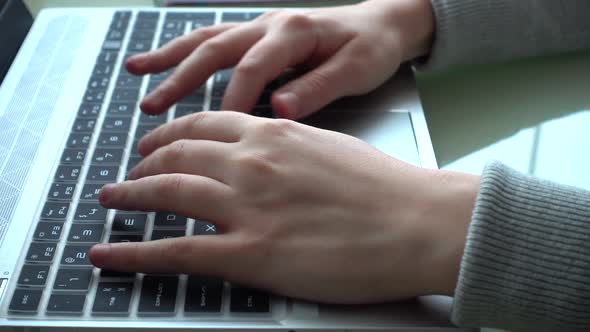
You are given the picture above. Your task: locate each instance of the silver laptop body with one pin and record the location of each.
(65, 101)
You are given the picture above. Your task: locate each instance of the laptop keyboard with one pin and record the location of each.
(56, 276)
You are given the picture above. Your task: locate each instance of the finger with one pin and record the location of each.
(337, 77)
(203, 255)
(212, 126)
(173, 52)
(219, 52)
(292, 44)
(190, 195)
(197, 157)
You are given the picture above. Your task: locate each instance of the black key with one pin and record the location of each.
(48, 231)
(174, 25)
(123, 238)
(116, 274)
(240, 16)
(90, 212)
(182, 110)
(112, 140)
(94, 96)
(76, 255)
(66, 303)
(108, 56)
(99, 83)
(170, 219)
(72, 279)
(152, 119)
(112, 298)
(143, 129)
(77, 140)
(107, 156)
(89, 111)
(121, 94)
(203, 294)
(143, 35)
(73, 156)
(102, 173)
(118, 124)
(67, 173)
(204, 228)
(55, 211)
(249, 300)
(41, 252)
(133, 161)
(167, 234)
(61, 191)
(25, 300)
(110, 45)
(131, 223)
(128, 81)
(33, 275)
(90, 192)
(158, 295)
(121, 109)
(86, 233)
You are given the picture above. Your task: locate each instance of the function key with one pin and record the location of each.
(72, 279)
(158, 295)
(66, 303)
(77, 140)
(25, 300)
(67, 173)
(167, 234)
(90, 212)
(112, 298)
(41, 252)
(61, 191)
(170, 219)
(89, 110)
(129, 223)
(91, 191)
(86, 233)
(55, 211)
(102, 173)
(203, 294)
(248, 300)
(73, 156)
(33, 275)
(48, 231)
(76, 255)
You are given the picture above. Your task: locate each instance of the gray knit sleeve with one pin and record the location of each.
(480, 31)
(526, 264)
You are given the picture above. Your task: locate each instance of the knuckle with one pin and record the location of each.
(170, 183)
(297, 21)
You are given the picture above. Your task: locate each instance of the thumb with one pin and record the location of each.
^^^^^^^^^^^^^^^^
> How to complete this task
Transcribe the records above exactly, omitting every picture they contain.

> Reply to the task
You are given the picture above. Your task: locate each instance of the silver laptop body with one pin and record the location of each.
(65, 101)
You are given the picture above. Your task: locate each instance of the laptop keyboard with one pin and record the location of each.
(56, 276)
You are given the picture above. Your task: locate each instance of the finger with one pin and record the location of each.
(337, 77)
(203, 255)
(212, 126)
(173, 52)
(219, 52)
(292, 44)
(190, 195)
(197, 157)
You are given the picture above. Your task: locate each instance of the black key with one pin and record the location of each.
(48, 231)
(174, 25)
(123, 238)
(116, 274)
(240, 16)
(90, 212)
(182, 110)
(112, 140)
(94, 96)
(76, 255)
(66, 303)
(108, 56)
(99, 83)
(170, 219)
(72, 279)
(152, 119)
(112, 298)
(143, 129)
(77, 140)
(107, 156)
(89, 111)
(121, 94)
(203, 294)
(143, 35)
(73, 156)
(102, 173)
(118, 124)
(67, 173)
(204, 228)
(55, 211)
(249, 300)
(41, 252)
(133, 161)
(167, 234)
(61, 191)
(25, 300)
(110, 45)
(131, 223)
(128, 81)
(33, 275)
(90, 192)
(158, 295)
(121, 109)
(86, 233)
You are given the picture above. Your task: locate each instance of the function key with one pin and record the location of each.
(72, 279)
(158, 295)
(66, 303)
(77, 140)
(25, 300)
(67, 173)
(167, 234)
(90, 212)
(112, 298)
(41, 252)
(61, 191)
(170, 219)
(89, 110)
(129, 223)
(91, 191)
(86, 233)
(55, 211)
(102, 173)
(203, 294)
(248, 300)
(73, 156)
(33, 275)
(48, 231)
(76, 255)
You are given the picture above. Your task: locate each instance of the gray knit sleeve with one pin and record the location of each.
(480, 31)
(526, 264)
You are given the picture above. Your task: locate each instance of the knuckle with one pin and record the location of each.
(170, 183)
(297, 21)
You are given the picture above. Your task: locate each instance of the thumb with one pin and record the location of each.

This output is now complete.